* [Problem] Copy each line of the data below in which the word "base" can be found.

BEGIN Input data

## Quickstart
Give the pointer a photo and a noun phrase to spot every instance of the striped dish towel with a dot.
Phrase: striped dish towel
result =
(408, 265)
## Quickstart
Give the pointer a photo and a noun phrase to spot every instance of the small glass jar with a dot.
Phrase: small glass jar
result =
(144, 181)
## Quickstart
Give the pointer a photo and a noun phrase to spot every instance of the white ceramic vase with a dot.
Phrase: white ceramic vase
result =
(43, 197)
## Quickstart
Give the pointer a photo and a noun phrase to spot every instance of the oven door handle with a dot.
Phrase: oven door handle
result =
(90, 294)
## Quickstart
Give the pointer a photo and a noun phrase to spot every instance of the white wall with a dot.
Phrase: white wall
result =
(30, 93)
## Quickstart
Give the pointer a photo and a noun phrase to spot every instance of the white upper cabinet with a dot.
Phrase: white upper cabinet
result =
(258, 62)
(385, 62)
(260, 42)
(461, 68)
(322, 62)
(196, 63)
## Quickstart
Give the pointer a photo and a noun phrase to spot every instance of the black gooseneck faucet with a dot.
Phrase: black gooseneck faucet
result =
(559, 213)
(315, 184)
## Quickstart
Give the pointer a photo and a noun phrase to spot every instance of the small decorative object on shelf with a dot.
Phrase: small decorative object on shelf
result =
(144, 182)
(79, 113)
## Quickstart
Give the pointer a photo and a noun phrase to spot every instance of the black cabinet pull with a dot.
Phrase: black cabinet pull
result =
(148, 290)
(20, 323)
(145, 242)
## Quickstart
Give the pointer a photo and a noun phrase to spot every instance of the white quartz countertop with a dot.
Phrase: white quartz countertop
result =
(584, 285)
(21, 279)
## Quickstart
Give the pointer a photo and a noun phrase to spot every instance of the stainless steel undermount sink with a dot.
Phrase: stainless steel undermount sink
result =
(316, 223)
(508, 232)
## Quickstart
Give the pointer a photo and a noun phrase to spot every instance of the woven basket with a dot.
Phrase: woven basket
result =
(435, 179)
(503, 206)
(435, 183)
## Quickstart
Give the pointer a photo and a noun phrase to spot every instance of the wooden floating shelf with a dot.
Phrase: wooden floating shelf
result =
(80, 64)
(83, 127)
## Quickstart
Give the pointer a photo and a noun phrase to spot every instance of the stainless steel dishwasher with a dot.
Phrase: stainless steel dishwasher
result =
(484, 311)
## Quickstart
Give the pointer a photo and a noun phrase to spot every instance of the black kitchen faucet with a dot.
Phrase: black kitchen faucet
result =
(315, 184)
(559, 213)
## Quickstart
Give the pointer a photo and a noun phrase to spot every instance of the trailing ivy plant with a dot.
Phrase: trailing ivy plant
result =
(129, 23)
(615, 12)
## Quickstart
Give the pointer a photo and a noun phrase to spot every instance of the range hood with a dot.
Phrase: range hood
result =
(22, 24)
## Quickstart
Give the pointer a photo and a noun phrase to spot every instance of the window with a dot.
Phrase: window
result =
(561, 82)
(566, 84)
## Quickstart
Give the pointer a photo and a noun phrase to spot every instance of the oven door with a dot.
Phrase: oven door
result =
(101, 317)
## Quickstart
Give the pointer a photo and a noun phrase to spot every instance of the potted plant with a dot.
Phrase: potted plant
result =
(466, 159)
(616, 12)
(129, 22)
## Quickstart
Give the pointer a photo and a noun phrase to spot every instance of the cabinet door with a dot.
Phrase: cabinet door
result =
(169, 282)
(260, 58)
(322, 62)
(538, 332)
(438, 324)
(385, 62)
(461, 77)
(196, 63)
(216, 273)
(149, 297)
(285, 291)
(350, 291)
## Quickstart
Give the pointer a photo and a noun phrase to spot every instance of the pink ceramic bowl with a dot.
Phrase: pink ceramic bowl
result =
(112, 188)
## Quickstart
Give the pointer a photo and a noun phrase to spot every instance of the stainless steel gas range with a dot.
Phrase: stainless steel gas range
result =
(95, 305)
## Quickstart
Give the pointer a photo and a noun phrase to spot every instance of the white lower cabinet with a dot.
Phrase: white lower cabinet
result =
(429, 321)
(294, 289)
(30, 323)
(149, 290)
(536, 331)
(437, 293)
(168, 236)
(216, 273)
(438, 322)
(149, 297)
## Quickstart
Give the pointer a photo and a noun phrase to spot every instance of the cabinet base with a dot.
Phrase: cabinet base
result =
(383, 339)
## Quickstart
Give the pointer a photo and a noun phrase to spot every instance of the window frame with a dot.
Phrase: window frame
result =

END Input data

* [Task response]
Give the pointer a photo and a noun phrase to spot every instance of the cabinet base with a dot.
Phrase: cabinet base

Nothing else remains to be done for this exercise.